Location identification items
____

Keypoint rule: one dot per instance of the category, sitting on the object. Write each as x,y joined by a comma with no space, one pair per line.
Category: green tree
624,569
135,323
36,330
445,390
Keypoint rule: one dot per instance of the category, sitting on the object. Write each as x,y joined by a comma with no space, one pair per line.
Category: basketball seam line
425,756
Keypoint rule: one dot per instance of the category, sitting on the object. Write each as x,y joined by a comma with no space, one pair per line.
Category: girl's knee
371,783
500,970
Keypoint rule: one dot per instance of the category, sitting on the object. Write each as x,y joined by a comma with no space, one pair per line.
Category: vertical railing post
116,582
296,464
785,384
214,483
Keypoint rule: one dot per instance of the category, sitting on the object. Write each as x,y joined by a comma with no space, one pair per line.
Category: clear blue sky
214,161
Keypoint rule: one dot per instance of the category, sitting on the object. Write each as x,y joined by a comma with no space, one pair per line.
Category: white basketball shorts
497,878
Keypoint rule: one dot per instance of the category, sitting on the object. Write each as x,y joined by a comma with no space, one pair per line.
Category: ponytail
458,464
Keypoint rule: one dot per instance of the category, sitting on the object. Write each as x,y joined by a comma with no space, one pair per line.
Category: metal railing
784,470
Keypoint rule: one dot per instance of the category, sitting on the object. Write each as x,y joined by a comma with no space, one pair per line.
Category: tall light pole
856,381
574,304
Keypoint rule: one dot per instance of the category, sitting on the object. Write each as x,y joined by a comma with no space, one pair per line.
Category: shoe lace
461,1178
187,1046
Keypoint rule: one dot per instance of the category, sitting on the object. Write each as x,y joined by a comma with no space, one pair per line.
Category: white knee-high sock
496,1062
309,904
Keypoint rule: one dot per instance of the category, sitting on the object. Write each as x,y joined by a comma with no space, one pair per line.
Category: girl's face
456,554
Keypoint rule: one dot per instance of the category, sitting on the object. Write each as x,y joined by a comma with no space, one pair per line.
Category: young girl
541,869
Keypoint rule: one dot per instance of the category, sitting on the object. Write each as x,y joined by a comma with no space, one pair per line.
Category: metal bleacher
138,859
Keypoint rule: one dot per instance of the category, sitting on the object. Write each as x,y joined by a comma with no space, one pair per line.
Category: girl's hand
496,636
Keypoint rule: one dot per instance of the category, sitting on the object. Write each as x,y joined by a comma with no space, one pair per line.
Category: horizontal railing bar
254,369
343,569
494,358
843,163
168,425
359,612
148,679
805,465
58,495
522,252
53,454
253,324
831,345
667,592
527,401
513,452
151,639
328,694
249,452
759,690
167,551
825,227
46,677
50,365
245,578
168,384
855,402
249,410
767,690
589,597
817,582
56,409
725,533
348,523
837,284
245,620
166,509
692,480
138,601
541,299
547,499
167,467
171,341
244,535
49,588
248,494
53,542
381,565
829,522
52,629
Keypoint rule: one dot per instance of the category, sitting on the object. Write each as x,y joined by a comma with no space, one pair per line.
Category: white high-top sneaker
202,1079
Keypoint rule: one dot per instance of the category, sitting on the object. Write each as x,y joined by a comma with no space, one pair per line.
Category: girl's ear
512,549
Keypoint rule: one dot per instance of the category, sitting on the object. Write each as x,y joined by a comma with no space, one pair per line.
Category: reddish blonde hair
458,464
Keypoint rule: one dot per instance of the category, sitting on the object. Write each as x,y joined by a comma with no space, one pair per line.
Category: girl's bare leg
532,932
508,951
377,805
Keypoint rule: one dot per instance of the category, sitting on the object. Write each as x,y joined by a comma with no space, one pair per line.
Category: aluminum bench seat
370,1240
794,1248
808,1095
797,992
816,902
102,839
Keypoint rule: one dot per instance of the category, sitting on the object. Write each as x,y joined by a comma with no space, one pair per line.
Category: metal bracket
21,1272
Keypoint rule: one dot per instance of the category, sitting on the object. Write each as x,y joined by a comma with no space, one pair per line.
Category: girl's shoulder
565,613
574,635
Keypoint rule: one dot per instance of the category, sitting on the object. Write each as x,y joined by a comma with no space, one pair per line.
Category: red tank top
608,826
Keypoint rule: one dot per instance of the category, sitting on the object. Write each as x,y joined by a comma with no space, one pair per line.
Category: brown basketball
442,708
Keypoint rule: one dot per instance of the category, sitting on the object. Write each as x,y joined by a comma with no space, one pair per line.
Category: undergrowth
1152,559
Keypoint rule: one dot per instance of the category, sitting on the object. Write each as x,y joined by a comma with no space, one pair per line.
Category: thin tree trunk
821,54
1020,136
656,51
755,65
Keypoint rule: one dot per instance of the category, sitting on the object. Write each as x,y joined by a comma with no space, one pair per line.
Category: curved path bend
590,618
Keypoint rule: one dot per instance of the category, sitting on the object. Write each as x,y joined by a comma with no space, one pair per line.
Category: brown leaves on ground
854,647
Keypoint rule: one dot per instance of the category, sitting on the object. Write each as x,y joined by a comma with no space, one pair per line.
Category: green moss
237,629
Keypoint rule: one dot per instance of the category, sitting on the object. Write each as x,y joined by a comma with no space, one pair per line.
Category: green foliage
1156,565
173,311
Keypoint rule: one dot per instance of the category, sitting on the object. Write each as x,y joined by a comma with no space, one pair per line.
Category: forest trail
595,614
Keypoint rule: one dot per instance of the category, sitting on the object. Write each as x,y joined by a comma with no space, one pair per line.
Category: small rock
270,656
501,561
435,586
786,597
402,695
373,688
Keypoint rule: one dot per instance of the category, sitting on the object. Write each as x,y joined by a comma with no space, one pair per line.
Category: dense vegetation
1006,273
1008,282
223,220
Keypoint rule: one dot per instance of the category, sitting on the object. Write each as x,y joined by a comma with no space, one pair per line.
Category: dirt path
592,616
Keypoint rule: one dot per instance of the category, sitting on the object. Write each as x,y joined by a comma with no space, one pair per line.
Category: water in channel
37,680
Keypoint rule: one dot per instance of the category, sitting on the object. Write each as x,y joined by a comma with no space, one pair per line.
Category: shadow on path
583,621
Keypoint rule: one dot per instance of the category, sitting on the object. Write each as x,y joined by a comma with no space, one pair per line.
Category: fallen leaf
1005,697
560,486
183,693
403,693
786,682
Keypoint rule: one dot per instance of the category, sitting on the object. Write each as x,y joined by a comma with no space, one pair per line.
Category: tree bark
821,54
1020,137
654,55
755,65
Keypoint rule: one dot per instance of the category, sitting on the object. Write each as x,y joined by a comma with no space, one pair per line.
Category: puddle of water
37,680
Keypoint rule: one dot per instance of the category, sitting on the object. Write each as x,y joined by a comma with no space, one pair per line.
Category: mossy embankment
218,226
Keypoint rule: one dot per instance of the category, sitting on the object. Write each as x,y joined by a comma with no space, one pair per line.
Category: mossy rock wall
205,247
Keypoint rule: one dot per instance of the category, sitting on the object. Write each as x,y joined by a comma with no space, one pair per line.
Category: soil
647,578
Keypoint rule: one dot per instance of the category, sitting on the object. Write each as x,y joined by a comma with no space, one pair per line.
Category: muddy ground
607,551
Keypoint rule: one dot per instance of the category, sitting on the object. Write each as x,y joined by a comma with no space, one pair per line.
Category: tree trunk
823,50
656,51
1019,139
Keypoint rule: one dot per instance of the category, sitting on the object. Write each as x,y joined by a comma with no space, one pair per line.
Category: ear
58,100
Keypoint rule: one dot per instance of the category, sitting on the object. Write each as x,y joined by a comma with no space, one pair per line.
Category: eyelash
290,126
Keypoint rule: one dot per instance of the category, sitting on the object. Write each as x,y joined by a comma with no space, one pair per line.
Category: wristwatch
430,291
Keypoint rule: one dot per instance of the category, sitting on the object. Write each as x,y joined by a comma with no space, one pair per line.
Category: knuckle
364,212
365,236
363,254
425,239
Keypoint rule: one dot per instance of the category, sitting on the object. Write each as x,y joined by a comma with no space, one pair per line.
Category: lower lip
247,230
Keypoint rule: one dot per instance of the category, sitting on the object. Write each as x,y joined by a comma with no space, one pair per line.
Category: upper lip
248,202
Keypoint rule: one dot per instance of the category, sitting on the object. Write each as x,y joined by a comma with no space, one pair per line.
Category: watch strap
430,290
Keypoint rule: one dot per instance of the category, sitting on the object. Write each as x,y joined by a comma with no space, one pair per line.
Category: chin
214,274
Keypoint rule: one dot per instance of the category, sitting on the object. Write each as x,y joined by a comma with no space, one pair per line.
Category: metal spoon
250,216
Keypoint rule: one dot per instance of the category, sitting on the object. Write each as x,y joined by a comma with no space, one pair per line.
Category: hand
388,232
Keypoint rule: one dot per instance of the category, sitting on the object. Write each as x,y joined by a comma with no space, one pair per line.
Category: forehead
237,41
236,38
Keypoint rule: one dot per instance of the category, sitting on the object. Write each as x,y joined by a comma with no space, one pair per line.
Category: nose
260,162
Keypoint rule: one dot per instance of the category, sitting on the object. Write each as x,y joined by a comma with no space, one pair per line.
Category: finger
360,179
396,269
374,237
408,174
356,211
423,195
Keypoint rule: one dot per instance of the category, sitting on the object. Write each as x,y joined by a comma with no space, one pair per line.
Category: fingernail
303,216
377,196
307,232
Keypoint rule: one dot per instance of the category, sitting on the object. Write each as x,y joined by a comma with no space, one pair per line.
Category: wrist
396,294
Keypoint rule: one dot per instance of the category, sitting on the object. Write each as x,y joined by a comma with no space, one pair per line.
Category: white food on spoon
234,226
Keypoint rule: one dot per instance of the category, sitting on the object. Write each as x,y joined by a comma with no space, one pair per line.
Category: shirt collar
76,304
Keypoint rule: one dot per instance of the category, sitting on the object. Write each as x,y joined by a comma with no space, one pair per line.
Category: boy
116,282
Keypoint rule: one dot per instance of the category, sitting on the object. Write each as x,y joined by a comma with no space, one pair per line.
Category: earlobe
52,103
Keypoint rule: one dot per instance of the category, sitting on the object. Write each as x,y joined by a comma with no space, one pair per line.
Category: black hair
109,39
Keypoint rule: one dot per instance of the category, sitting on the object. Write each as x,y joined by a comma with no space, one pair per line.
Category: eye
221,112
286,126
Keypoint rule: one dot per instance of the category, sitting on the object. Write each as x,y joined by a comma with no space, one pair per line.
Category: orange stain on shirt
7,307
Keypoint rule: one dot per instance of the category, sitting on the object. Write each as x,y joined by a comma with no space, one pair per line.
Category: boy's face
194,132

____

> **Exercise**:
Show every line above that contains the string "rock", matching case exactly.

> **Result for this exercise**:
Category: small rock
Category: mossy rock wall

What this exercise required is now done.